Document passage —
URI scientists release parasitic flies to fight invasive moths

KINGSTON, R.I. – June 3, 2014 – A scientist from the University of Rhode Island’s Biocontrol Lab released thousands of parasitic flies last month in an effort to combat an invasive moth that is defoliating trees throughout the state.


Heather Faubert, coordinator of URI’s Plant Protection Clinic, says that the caterpillars of winter moths, which are native to Europe and arrived in Rhode Island in the last decade, have been found this year in large numbers in many of the state’s coastal communities, as well as in inland areas like Lincoln and Cumberland.


Because the moths have no known predators in the region, Faubert has worked with colleagues at the University of Massachusetts to rear and release a parasitic fly, Cyzenis albicans, that has successfully reduced the moth population in Nova Scotia, where the moths were first found in the 1950s. The fly lays its eggs on tree leaves, and when the moth caterpillar eats the leaves, it ingests the eggs, whereupon the fly larva grows inside the caterpillar and consumes it from the inside.


“I’ve been working on this project since 2005 when our winter moth populations were quite low,” said Faubert. “You need large populations of the moths for the flies to do their job, so I spent several years scouting around the state looking for large moth populations.”

Collected data entries:
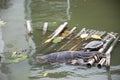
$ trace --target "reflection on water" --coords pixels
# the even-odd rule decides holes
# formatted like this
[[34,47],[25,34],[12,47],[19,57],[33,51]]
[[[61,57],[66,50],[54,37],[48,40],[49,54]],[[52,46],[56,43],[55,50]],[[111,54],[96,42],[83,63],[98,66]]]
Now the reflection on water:
[[[10,8],[0,11],[0,16],[7,21],[3,29],[5,50],[35,49],[64,21],[69,23],[68,28],[76,26],[81,29],[84,26],[120,34],[119,0],[11,0],[10,3]],[[32,20],[34,30],[31,37],[26,36],[26,19]],[[49,23],[45,36],[41,31],[44,22]],[[119,47],[120,44],[117,44],[112,52],[110,71],[65,64],[39,65],[34,60],[26,60],[4,64],[6,67],[0,69],[0,79],[3,76],[2,80],[119,80]],[[29,53],[44,52],[37,48]]]

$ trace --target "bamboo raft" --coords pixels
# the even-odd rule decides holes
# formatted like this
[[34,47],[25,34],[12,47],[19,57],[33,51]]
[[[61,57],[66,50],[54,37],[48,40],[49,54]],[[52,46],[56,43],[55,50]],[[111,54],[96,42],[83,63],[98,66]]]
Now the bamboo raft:
[[[31,37],[33,34],[33,31],[32,31],[30,20],[27,20],[26,24],[27,24],[26,29],[27,29],[28,36]],[[45,22],[43,29],[42,29],[43,30],[42,35],[48,34],[47,28],[48,28],[48,23]],[[31,39],[30,39],[29,45],[33,45],[31,42]],[[23,49],[20,51],[11,52],[12,56],[10,57],[13,57],[13,58],[16,57],[15,59],[19,57],[19,60],[24,60],[28,58],[27,56],[31,57],[29,53],[32,50],[35,51],[36,49],[39,50],[40,53],[45,54],[45,55],[56,53],[56,52],[59,53],[62,51],[68,51],[68,52],[83,51],[85,53],[89,53],[89,50],[85,49],[86,45],[88,45],[92,41],[98,41],[98,42],[105,41],[102,44],[102,46],[99,47],[99,49],[93,50],[93,51],[97,51],[98,53],[103,53],[105,56],[102,56],[102,58],[99,58],[98,55],[93,55],[87,61],[84,61],[84,60],[82,61],[84,61],[84,65],[86,65],[88,68],[92,66],[97,66],[98,68],[102,68],[103,66],[105,66],[106,69],[109,69],[111,52],[113,48],[115,47],[116,43],[118,42],[118,40],[119,40],[118,33],[99,31],[99,30],[94,30],[94,29],[86,29],[86,28],[77,30],[77,27],[68,29],[68,23],[64,22],[53,33],[51,33],[46,39],[44,39],[40,45],[35,46],[35,47],[30,46],[29,49]],[[27,56],[24,55],[24,53],[26,52],[28,52]],[[37,54],[36,56],[39,56],[42,54]],[[16,60],[12,60],[11,62],[13,61],[19,62]]]
[[[45,23],[46,24],[46,23]],[[83,28],[78,33],[74,33],[76,27],[73,27],[71,30],[68,30],[68,33],[65,34],[68,23],[60,25],[49,37],[48,39],[43,41],[40,47],[40,52],[44,54],[49,54],[53,52],[61,52],[61,51],[84,51],[85,45],[89,42],[98,40],[106,40],[103,46],[97,50],[98,52],[104,53],[105,57],[98,59],[97,56],[93,56],[93,58],[89,59],[86,63],[87,67],[97,66],[98,68],[102,68],[105,66],[107,69],[110,68],[110,58],[111,52],[119,40],[118,33],[114,32],[106,32],[99,31],[94,29],[86,29]],[[48,24],[47,24],[48,26]],[[47,27],[45,27],[47,28]],[[47,29],[43,27],[44,34],[47,34]],[[62,36],[62,34],[65,34]],[[54,40],[58,37],[62,37],[61,41],[58,43],[54,43]]]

Exercise requirements — Write the next part of the news report on URI releasing parasitic flies against winter moths, picking up after its final sentence. These entries have no connection to the news report on the winter moth biocontrol effort.

Task answer —
Faubert released about 1,600 parasitic flies at Goddard Park in East Greenwich in 2011, followed by releases in Bristol and Jamestown in 2013 and in South Kingstown, Cumberland and Jamestown last month. It takes several years for the fly population to establish itself in an area to make a noticeable impact on moth numbers.


In Rhode Island, Faubert’s greatest concern is for commercial growers of apples and blueberries. “The moth eggs begin hatching around the middle of April, when there is very little food for them, so they crawl into buds and begin feeding until the bud opens,” potentially destroying an entire crop, she said. The first report of winter moth caterpillars in Rhode Island came from a Warwick blueberry grower in 2004, and Faubert has been advising commercial growers about the threat ever since.


“More and more commercial growers are being affected, so I tell them that they should spray insecticide earlier in the season than they normally would,” Faubert said.


Rhode Island homeowners are increasingly noticing the effect of the caterpillars this year, too. They have flooded the phone lines at the Rhode Island Department of Environmental Management, the URI Master Gardener Hotline, and the Rhode Island office of the Natural Resource Conservation Service with questions. In addition to observing defoliation of maple, oak, birch, and hickory trees, they are reporting large quantities of caterpillar droppings on their cars and decks.


Faubert said there is little that homeowners living near forests can do to fight the effects of winter moths until the parasitic flies control them, but prized landscape trees away from forest edges can be protected by the application of a safe insecticide in early May once the trees have leafed out. She recommends using spinosad insecticides such as Entrust, Conserve or B.t. (Bacillus thuringiensis).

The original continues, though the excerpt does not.